## PROMPT:
Print exactly the lines of the listing below from the one containing "Objective: provide one point per instance of the white dress" through the final line, both included, and no pictures.

[[ THE DATA open ]]

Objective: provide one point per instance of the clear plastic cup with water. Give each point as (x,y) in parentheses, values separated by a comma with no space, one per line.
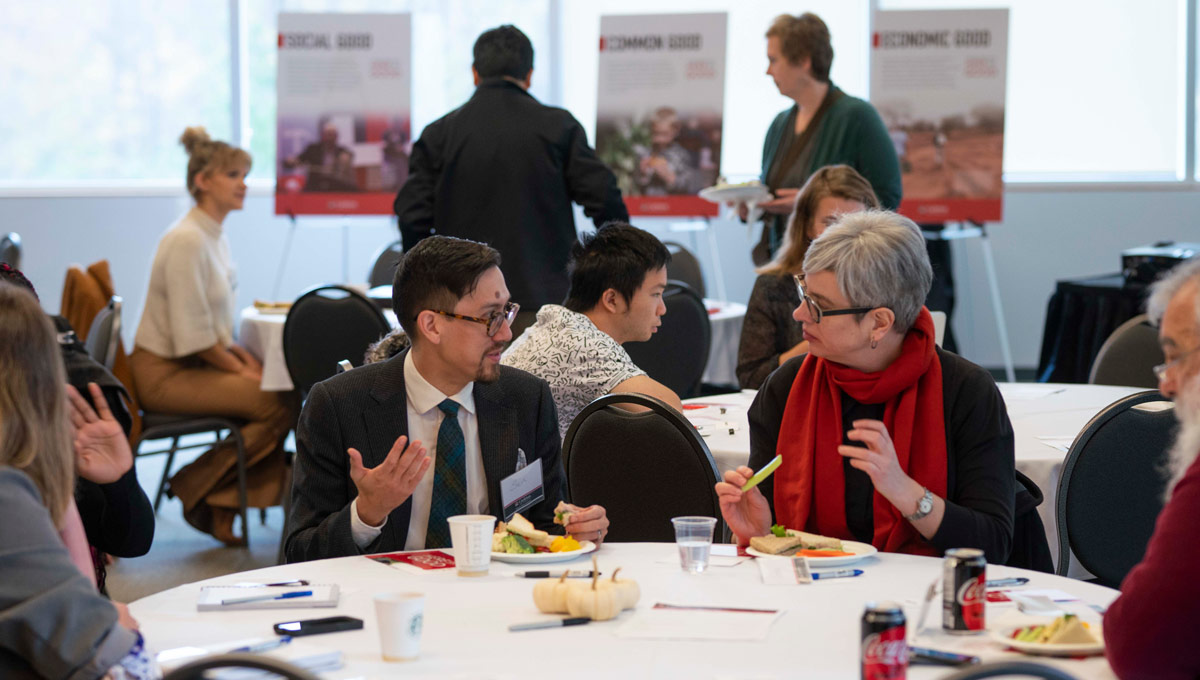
(694,536)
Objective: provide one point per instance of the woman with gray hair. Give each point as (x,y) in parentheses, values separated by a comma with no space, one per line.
(886,438)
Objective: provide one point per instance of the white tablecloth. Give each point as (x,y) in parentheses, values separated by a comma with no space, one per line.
(466,620)
(262,335)
(723,354)
(1043,415)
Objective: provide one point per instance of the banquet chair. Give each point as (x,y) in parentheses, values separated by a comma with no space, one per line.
(678,353)
(325,325)
(10,250)
(1001,668)
(1128,355)
(684,266)
(269,667)
(1111,487)
(677,474)
(384,268)
(105,332)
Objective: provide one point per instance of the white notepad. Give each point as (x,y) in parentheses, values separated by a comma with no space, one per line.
(211,597)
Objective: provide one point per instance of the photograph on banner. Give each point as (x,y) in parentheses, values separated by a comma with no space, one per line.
(937,79)
(343,130)
(659,108)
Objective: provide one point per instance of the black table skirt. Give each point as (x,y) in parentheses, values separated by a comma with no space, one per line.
(1080,317)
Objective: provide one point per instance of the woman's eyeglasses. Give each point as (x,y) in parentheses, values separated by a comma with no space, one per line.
(815,310)
(493,322)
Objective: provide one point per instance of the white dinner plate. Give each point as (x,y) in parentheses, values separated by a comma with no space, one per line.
(1005,637)
(859,549)
(732,193)
(544,558)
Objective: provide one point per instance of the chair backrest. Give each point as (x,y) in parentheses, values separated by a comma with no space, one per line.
(676,474)
(1111,487)
(678,353)
(684,266)
(384,268)
(1001,668)
(10,250)
(325,325)
(105,331)
(273,667)
(1128,356)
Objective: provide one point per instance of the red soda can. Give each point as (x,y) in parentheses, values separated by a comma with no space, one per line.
(964,590)
(885,644)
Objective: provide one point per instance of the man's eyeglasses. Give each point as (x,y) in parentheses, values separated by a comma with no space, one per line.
(493,322)
(815,310)
(1161,369)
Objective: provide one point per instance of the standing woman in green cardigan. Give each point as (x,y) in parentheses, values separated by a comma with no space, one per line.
(825,127)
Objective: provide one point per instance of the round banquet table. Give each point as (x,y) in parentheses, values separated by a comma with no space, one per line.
(1045,419)
(466,619)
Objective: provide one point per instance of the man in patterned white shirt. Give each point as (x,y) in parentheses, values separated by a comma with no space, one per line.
(618,276)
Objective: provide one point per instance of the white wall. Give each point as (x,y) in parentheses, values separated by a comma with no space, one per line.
(1047,235)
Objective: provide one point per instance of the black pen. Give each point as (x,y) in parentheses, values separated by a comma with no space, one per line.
(1003,582)
(556,575)
(551,624)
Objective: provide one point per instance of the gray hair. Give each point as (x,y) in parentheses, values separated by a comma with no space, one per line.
(1167,287)
(880,260)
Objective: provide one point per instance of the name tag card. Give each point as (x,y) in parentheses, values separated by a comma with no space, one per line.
(522,489)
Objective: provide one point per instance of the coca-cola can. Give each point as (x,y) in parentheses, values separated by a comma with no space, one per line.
(964,591)
(885,644)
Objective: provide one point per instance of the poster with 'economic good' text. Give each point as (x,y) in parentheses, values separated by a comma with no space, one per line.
(937,78)
(659,108)
(343,113)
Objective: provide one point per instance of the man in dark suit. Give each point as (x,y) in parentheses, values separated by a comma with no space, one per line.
(516,161)
(387,452)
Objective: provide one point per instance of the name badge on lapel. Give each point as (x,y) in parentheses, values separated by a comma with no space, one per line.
(522,489)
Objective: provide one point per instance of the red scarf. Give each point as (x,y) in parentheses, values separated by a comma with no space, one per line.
(810,488)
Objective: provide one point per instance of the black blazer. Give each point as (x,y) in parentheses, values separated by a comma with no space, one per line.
(504,169)
(367,409)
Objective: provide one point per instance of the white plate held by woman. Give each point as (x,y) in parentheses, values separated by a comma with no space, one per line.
(544,558)
(859,549)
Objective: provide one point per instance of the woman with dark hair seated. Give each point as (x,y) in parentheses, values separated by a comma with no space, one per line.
(886,438)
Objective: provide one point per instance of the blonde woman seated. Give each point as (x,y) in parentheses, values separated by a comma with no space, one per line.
(185,360)
(53,623)
(886,438)
(769,336)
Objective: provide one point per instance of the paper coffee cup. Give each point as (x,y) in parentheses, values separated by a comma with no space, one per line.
(400,617)
(471,535)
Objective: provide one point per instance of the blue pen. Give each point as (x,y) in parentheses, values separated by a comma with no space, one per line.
(263,647)
(288,595)
(839,573)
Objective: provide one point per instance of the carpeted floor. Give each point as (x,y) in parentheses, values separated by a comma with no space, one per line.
(181,554)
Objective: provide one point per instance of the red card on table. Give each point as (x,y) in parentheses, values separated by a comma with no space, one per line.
(420,559)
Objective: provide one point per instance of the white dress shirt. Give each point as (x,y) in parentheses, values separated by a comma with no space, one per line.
(424,421)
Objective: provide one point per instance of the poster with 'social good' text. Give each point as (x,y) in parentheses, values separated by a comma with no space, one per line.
(343,120)
(937,78)
(659,109)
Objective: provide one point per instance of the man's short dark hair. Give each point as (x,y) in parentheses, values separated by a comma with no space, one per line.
(436,275)
(503,50)
(618,256)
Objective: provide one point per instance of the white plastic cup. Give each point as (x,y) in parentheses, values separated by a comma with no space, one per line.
(401,617)
(694,536)
(471,536)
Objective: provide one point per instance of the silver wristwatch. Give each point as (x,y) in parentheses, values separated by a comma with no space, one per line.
(924,506)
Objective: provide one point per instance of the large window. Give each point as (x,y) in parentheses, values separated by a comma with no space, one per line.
(102,89)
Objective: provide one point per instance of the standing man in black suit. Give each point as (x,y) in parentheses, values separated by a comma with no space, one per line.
(387,452)
(520,163)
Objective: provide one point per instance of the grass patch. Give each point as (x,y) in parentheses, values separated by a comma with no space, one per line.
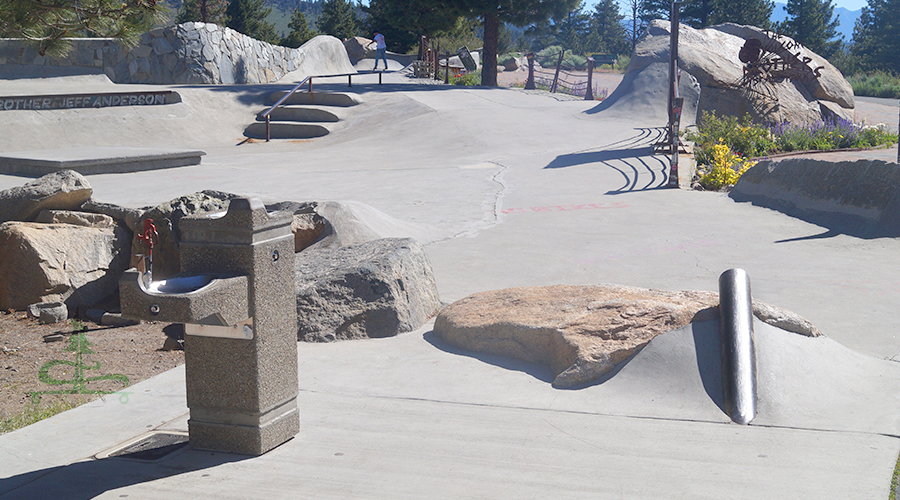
(877,84)
(32,414)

[[ THE DATA closed ]]

## TASK OUTPUT:
Objective: provide one point per instance of the white dress shirt. Give each point as (x,y) in parentheses, values separated by a comma with no space, one per line.
(424,421)
Objective: provide one point per instance of the poster with 'social good' text. Give each point as (x,y) in parentheses, values separated by a comma with no space, one per line.
(343,120)
(937,78)
(659,109)
Objective: provide one point per instance of the man's short dark hair. Give each point as (x,y) in parentheses, values separated by a comma with no space, one per line.
(436,275)
(503,50)
(618,256)
Objective: provide one point per instance of the white plastic cup. Give each point as (x,y) in parentheses, values separated by a comma with no space, one per line.
(401,617)
(694,536)
(471,536)
Objective: provide one point per instance of the silver wristwatch. Give each point as (x,y) in parentheses, values separated by a comma with no space, one per line.
(924,506)
Objective: provide one point per instance of the large window. Give each point as (x,y) in parentheses, values separated by a comma with no space, one per line.
(102,89)
Objective: provide one point per instance of the standing man in black suit. Give each point as (x,y) in parentheses, values separated by a comma with no space, one per line.
(387,452)
(520,163)
Objective: provide one point per instance of the grass patch. Give each point as (x,y) in parentheses, values separated by a comma with no space, one per line.
(877,84)
(32,414)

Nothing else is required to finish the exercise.